> **GIVEN INSTRUCTION**: Rewrite every line, starting with the line with "Target: surfboard on roof" and going on through the line with "(1149, 571)", multiplying each x and y coordinate by 1.6 and rounding to whole numbers, with halves rounded up. Leave all other wording unchanged.

(Dataset entries)
┄┄┄┄┄┄┄┄┄┄

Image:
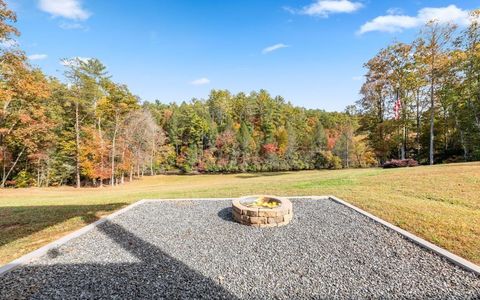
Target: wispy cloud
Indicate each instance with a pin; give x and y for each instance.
(72, 26)
(74, 61)
(357, 78)
(69, 9)
(200, 81)
(8, 43)
(397, 22)
(274, 47)
(37, 56)
(324, 8)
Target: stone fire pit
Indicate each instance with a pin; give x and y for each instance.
(262, 211)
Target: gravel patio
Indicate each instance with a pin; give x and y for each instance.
(193, 249)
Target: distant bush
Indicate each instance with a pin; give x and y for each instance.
(327, 160)
(400, 163)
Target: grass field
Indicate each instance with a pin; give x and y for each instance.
(439, 203)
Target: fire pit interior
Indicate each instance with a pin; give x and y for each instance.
(262, 211)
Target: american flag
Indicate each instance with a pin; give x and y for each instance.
(397, 108)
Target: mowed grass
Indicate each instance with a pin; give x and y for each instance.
(439, 203)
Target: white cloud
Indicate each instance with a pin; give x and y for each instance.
(37, 56)
(70, 9)
(357, 78)
(274, 47)
(397, 23)
(200, 81)
(8, 43)
(324, 8)
(70, 26)
(74, 61)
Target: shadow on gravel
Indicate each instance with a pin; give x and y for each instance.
(157, 275)
(226, 214)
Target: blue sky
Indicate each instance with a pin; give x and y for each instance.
(311, 52)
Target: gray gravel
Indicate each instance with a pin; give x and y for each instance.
(192, 249)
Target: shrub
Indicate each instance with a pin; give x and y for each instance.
(23, 179)
(400, 163)
(327, 160)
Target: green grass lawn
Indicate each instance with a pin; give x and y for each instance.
(439, 203)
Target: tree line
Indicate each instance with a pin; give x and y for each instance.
(436, 81)
(87, 129)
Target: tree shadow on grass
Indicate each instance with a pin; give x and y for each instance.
(17, 222)
(256, 175)
(152, 274)
(226, 214)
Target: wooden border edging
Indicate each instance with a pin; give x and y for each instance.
(455, 259)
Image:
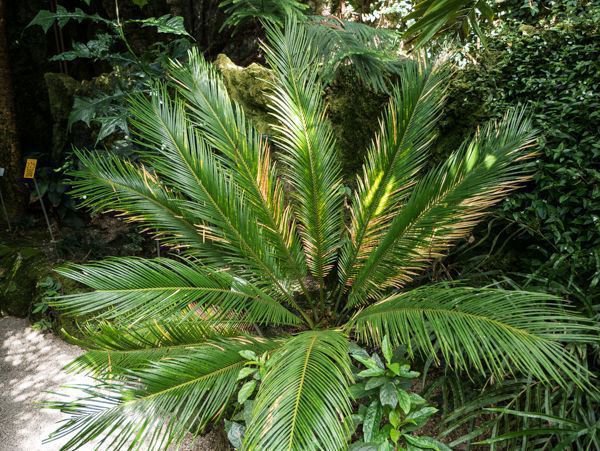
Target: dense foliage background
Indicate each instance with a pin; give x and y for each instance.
(71, 82)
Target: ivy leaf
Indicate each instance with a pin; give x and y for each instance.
(375, 382)
(417, 399)
(371, 421)
(235, 432)
(245, 372)
(420, 416)
(386, 347)
(394, 418)
(367, 361)
(372, 372)
(246, 391)
(110, 125)
(388, 395)
(421, 442)
(404, 401)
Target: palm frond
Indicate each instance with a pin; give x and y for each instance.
(156, 406)
(446, 204)
(224, 125)
(113, 350)
(372, 52)
(437, 17)
(303, 401)
(486, 330)
(309, 158)
(129, 290)
(109, 183)
(215, 198)
(394, 159)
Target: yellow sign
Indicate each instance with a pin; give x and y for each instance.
(30, 168)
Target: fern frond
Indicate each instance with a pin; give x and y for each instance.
(109, 183)
(271, 11)
(246, 153)
(372, 52)
(303, 401)
(394, 160)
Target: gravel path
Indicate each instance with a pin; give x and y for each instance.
(30, 366)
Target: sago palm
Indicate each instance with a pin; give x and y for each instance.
(270, 254)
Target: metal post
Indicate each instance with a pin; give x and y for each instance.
(4, 210)
(37, 190)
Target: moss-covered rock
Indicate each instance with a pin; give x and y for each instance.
(20, 270)
(354, 111)
(61, 90)
(249, 86)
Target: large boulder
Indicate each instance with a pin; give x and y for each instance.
(20, 270)
(250, 87)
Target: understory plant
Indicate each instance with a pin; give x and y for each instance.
(271, 255)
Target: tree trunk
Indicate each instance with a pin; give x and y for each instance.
(10, 153)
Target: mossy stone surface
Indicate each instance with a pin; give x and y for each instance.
(250, 87)
(20, 270)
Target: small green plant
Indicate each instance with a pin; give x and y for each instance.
(389, 411)
(252, 373)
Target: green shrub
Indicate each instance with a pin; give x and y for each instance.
(554, 68)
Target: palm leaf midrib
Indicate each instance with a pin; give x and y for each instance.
(372, 207)
(249, 176)
(298, 396)
(226, 220)
(453, 312)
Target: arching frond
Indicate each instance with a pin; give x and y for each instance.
(114, 350)
(158, 405)
(394, 159)
(373, 52)
(310, 162)
(246, 153)
(486, 330)
(108, 183)
(130, 290)
(446, 204)
(303, 401)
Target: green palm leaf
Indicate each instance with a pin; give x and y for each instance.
(115, 350)
(491, 331)
(129, 290)
(395, 158)
(223, 124)
(447, 203)
(303, 401)
(156, 406)
(190, 167)
(310, 162)
(108, 183)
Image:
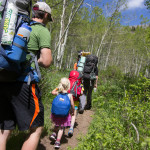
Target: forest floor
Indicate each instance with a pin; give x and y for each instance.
(81, 127)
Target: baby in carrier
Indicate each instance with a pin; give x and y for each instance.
(76, 91)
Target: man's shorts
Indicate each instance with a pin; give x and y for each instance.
(20, 104)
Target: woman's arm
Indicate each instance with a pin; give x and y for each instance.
(72, 105)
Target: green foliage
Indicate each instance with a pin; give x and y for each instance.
(121, 119)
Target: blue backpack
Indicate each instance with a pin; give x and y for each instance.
(61, 105)
(13, 52)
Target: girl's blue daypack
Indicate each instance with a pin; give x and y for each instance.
(14, 35)
(61, 105)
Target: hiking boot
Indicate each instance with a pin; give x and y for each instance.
(70, 133)
(81, 110)
(57, 145)
(53, 137)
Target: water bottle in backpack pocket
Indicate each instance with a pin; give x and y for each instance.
(61, 105)
(17, 52)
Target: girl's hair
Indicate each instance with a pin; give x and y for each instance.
(64, 85)
(38, 14)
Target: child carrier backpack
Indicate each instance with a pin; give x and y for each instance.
(61, 105)
(75, 84)
(14, 36)
(89, 67)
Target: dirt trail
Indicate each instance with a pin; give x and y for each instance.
(81, 128)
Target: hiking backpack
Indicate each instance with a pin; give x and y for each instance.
(61, 105)
(75, 84)
(14, 34)
(89, 67)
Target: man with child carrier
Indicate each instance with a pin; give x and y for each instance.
(88, 66)
(20, 97)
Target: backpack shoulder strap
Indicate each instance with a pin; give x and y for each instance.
(3, 6)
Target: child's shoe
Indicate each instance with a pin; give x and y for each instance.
(57, 145)
(53, 137)
(70, 133)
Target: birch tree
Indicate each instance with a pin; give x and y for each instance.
(64, 30)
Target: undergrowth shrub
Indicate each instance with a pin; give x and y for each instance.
(121, 120)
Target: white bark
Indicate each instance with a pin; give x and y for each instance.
(107, 58)
(64, 33)
(99, 50)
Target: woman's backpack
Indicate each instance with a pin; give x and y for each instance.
(14, 15)
(61, 105)
(75, 84)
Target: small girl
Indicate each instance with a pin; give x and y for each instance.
(61, 122)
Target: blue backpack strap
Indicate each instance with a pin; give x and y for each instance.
(3, 12)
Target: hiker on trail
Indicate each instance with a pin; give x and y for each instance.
(90, 78)
(61, 105)
(20, 102)
(76, 90)
(76, 64)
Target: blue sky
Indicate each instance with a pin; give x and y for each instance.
(131, 16)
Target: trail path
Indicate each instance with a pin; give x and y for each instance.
(81, 127)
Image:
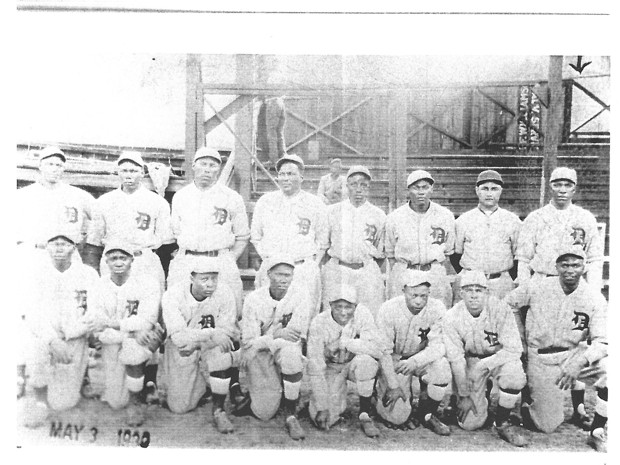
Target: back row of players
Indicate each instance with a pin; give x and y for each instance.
(315, 257)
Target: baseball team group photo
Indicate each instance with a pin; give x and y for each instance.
(321, 252)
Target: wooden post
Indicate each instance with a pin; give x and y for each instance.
(554, 125)
(194, 112)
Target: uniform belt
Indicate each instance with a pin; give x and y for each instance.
(552, 350)
(417, 266)
(208, 253)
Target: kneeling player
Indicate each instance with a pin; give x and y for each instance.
(58, 318)
(274, 324)
(482, 342)
(127, 308)
(411, 326)
(343, 344)
(200, 316)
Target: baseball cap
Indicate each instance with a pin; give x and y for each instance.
(490, 176)
(344, 292)
(206, 265)
(474, 278)
(208, 152)
(290, 158)
(574, 250)
(414, 278)
(417, 175)
(564, 173)
(358, 169)
(52, 151)
(118, 245)
(131, 156)
(280, 260)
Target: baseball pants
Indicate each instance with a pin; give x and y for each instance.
(438, 278)
(437, 375)
(362, 370)
(180, 269)
(510, 378)
(367, 280)
(63, 381)
(307, 275)
(547, 408)
(187, 377)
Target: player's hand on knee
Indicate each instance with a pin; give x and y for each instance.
(323, 420)
(392, 395)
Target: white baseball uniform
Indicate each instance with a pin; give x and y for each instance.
(557, 327)
(292, 226)
(208, 223)
(141, 220)
(185, 317)
(548, 230)
(488, 243)
(56, 305)
(337, 354)
(353, 239)
(136, 305)
(408, 336)
(420, 241)
(482, 347)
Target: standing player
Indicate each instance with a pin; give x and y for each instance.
(353, 241)
(209, 220)
(482, 342)
(289, 221)
(200, 315)
(58, 316)
(555, 226)
(566, 340)
(343, 345)
(134, 215)
(333, 186)
(486, 237)
(47, 205)
(274, 326)
(411, 326)
(127, 309)
(420, 235)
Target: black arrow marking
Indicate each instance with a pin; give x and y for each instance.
(579, 67)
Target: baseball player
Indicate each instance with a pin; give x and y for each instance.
(274, 326)
(209, 220)
(48, 205)
(127, 309)
(200, 316)
(353, 241)
(58, 316)
(555, 226)
(333, 186)
(134, 215)
(565, 314)
(482, 342)
(486, 237)
(420, 235)
(411, 326)
(343, 345)
(289, 221)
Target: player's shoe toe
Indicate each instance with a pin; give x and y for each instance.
(512, 434)
(436, 426)
(295, 430)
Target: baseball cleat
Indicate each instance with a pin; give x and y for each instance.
(368, 426)
(295, 431)
(222, 423)
(436, 426)
(512, 434)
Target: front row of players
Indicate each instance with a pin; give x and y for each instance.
(411, 345)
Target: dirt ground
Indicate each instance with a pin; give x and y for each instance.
(195, 430)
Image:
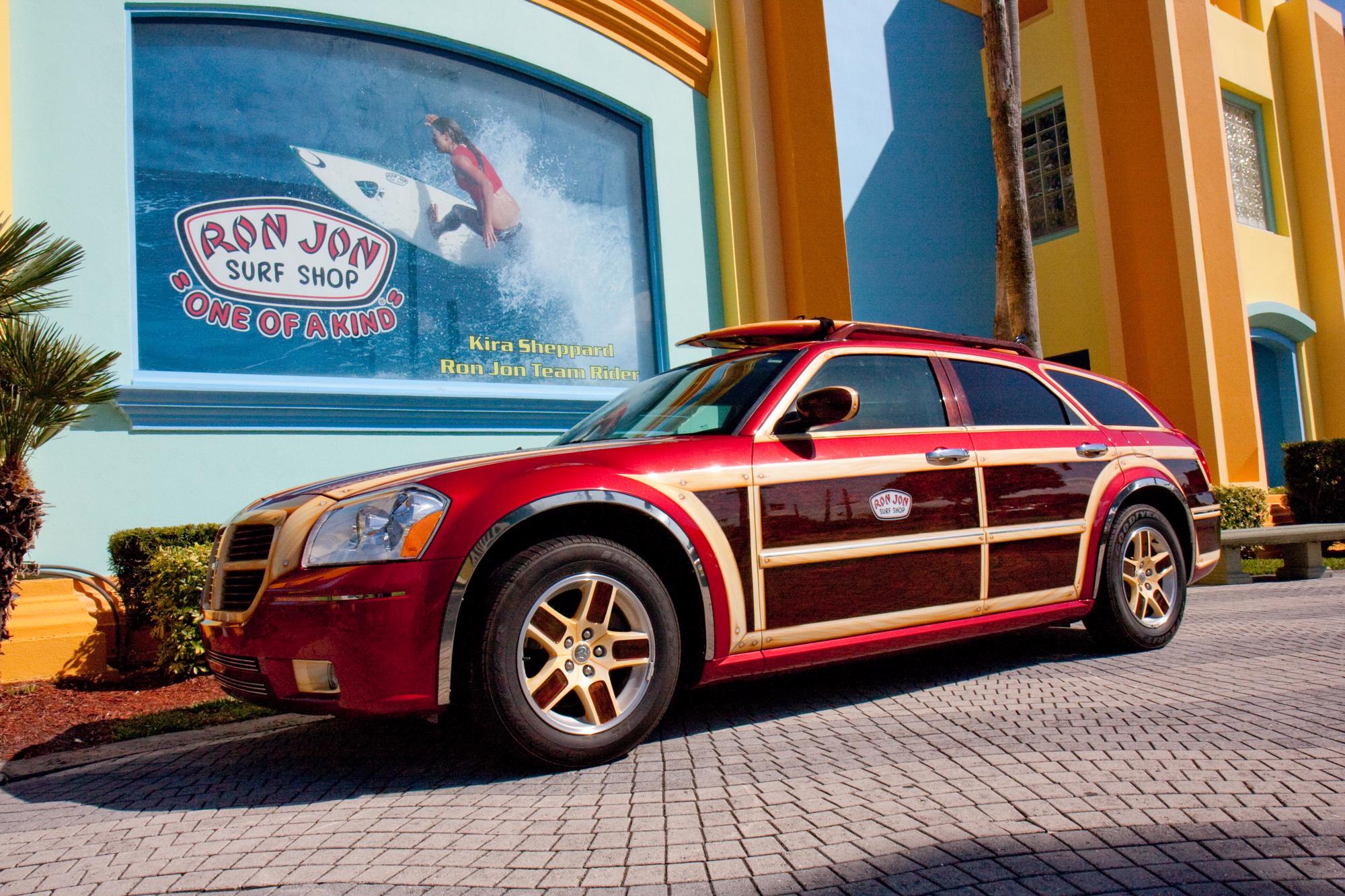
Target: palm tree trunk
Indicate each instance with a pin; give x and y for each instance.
(21, 517)
(1016, 275)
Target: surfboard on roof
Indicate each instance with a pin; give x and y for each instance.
(399, 204)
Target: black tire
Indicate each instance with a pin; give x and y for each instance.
(505, 705)
(1113, 622)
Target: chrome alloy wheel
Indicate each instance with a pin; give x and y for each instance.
(586, 657)
(1149, 571)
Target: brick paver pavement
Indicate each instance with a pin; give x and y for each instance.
(1024, 764)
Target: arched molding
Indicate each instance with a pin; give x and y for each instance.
(653, 29)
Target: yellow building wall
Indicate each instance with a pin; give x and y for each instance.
(1207, 166)
(1156, 315)
(1312, 81)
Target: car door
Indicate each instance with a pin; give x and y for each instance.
(872, 524)
(1040, 463)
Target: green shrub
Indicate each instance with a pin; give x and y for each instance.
(1315, 473)
(1242, 506)
(131, 551)
(177, 579)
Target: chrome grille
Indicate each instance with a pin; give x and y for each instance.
(244, 663)
(251, 541)
(240, 588)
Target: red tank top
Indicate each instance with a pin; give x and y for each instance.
(467, 158)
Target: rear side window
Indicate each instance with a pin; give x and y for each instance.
(1113, 407)
(896, 392)
(1001, 396)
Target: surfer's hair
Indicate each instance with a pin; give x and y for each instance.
(449, 126)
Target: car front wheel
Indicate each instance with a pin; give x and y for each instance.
(1145, 585)
(582, 651)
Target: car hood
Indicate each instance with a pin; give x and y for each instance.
(346, 486)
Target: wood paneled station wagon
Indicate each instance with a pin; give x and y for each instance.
(818, 493)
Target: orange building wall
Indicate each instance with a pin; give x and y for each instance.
(1208, 170)
(1144, 237)
(812, 224)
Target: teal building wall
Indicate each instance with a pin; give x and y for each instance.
(918, 179)
(72, 165)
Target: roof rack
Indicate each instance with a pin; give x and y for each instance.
(777, 333)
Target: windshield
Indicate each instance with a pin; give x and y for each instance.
(708, 399)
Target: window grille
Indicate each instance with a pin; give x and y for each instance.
(1247, 163)
(1048, 171)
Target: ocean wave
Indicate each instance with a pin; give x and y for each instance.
(576, 261)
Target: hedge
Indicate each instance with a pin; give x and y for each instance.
(177, 579)
(1315, 473)
(131, 551)
(1242, 506)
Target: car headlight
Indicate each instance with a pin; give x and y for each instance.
(369, 529)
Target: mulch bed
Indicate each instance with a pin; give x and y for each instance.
(50, 717)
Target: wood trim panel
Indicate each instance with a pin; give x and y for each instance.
(1026, 494)
(875, 585)
(870, 548)
(1040, 564)
(653, 29)
(730, 507)
(839, 510)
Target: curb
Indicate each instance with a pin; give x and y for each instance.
(18, 770)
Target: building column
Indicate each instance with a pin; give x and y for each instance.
(1313, 71)
(1168, 356)
(817, 275)
(1206, 158)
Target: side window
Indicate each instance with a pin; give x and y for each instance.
(896, 392)
(1110, 405)
(1004, 396)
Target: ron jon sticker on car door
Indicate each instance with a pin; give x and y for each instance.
(891, 503)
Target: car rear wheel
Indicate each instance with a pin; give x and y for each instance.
(582, 653)
(1145, 583)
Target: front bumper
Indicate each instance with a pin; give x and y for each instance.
(384, 646)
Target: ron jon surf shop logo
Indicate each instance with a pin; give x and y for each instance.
(286, 253)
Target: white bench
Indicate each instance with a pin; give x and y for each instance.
(1303, 552)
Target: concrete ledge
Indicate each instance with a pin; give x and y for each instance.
(1282, 534)
(21, 768)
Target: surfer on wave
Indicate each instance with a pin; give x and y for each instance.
(497, 213)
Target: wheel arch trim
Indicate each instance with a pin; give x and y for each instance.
(1114, 510)
(484, 545)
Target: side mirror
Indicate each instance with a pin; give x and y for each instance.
(820, 408)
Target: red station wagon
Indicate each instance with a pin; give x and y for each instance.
(820, 493)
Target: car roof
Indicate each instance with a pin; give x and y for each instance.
(781, 333)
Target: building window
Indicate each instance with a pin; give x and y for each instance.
(1050, 175)
(1247, 162)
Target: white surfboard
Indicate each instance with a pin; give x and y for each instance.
(399, 204)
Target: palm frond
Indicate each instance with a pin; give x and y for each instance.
(48, 381)
(32, 263)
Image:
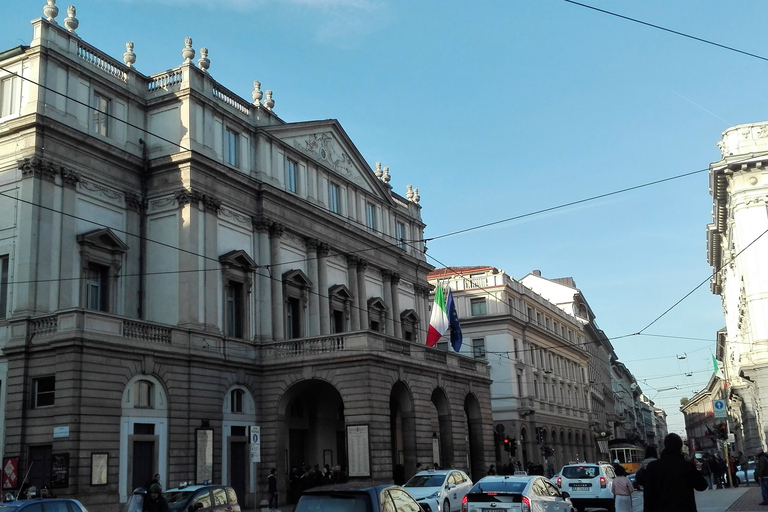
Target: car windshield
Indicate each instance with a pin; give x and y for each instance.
(176, 499)
(502, 486)
(580, 471)
(334, 502)
(425, 481)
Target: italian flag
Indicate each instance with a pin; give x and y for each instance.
(438, 321)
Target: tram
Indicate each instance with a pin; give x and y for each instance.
(629, 456)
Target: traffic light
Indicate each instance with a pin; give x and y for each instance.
(721, 429)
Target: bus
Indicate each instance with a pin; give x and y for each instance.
(628, 455)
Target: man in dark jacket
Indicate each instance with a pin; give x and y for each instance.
(669, 482)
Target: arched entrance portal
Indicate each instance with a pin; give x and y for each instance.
(402, 423)
(475, 433)
(311, 413)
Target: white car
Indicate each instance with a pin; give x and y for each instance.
(446, 487)
(588, 484)
(523, 493)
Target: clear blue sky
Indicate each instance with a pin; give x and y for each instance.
(495, 109)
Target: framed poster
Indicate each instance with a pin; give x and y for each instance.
(10, 473)
(60, 470)
(358, 450)
(204, 456)
(99, 463)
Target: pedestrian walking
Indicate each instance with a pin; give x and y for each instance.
(670, 481)
(272, 488)
(744, 466)
(622, 490)
(706, 471)
(761, 474)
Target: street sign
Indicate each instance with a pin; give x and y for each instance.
(719, 407)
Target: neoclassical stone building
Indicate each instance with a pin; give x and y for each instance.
(178, 266)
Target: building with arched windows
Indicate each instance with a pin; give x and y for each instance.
(192, 286)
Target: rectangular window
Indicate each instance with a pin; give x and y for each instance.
(334, 198)
(233, 146)
(479, 307)
(44, 390)
(97, 287)
(4, 261)
(478, 348)
(101, 106)
(400, 234)
(9, 90)
(235, 309)
(291, 178)
(370, 217)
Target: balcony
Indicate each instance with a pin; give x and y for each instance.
(104, 329)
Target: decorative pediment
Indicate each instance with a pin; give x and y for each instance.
(340, 292)
(377, 303)
(409, 315)
(103, 239)
(327, 144)
(238, 259)
(297, 277)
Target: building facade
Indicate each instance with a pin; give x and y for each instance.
(737, 250)
(540, 392)
(179, 265)
(564, 294)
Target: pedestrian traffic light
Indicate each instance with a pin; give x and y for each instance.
(722, 430)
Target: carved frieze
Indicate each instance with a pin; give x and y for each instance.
(322, 148)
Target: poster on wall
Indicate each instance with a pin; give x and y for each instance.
(358, 450)
(60, 470)
(10, 472)
(204, 452)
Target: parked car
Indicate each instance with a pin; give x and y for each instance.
(588, 484)
(42, 505)
(201, 498)
(525, 493)
(358, 497)
(447, 487)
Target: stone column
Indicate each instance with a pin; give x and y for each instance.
(398, 326)
(362, 294)
(276, 275)
(386, 277)
(314, 298)
(322, 285)
(68, 289)
(189, 262)
(353, 287)
(212, 278)
(263, 282)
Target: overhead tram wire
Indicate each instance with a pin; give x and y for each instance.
(682, 34)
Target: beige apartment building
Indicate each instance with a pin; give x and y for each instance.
(191, 286)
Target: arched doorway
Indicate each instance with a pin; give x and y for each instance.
(444, 431)
(238, 414)
(402, 425)
(143, 434)
(310, 431)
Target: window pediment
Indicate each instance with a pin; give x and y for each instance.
(103, 239)
(377, 303)
(297, 278)
(341, 292)
(238, 259)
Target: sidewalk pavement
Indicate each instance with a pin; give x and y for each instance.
(741, 499)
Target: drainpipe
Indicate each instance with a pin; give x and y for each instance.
(143, 227)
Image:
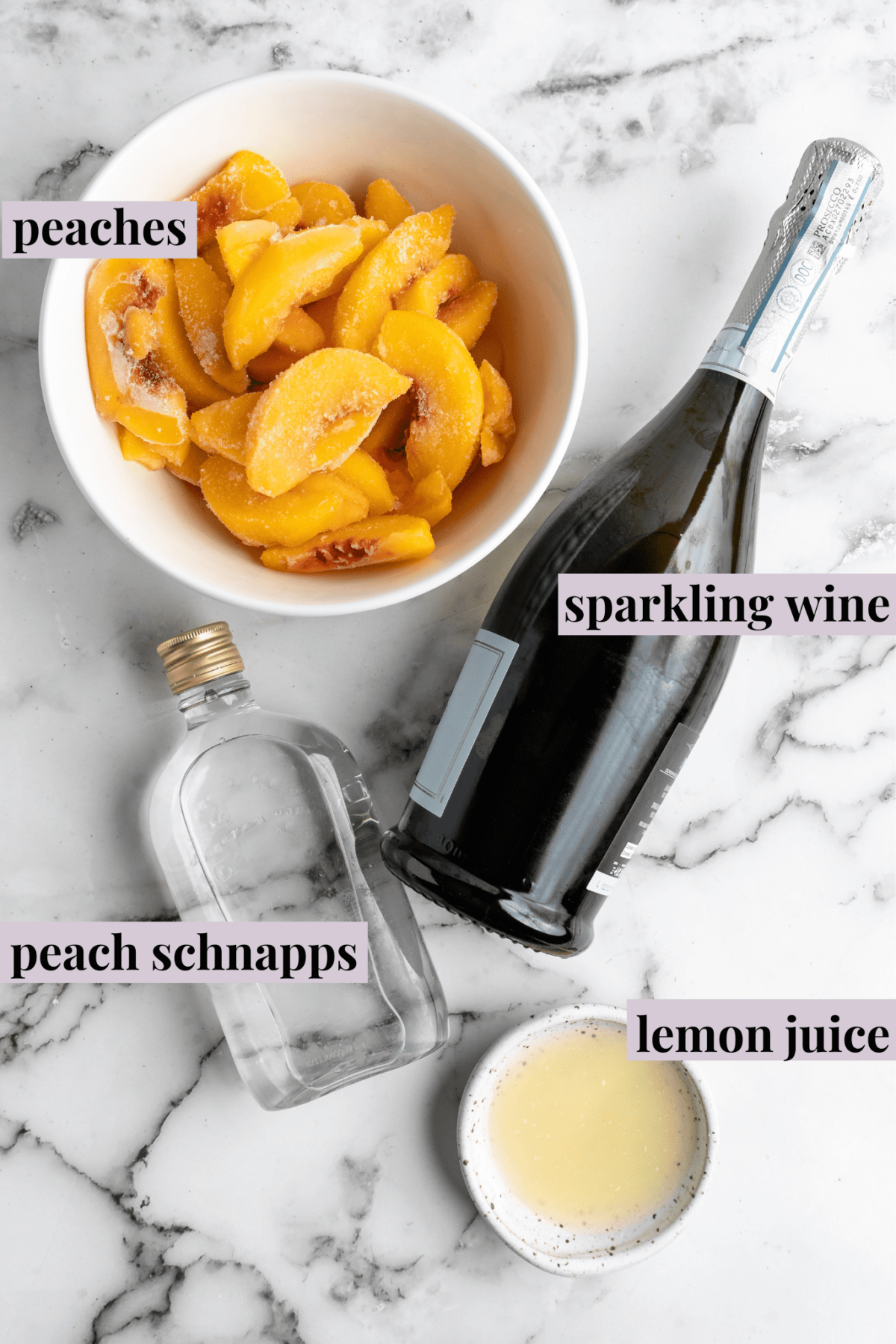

┄┄┄┄┄┄┄┄┄┄

> **PROBLEM SOLUTION**:
Target: surfboard on roof
Indicate each instance with a pin; give x and y for each instance.
(638, 326)
Target: black tire
Indicate each instance with a pin; give x and y for each instance.
(808, 1128)
(1781, 995)
Target: chrome alloy wheel
Indicate each instance with a pin; give x and y for each instance.
(938, 1051)
(1838, 914)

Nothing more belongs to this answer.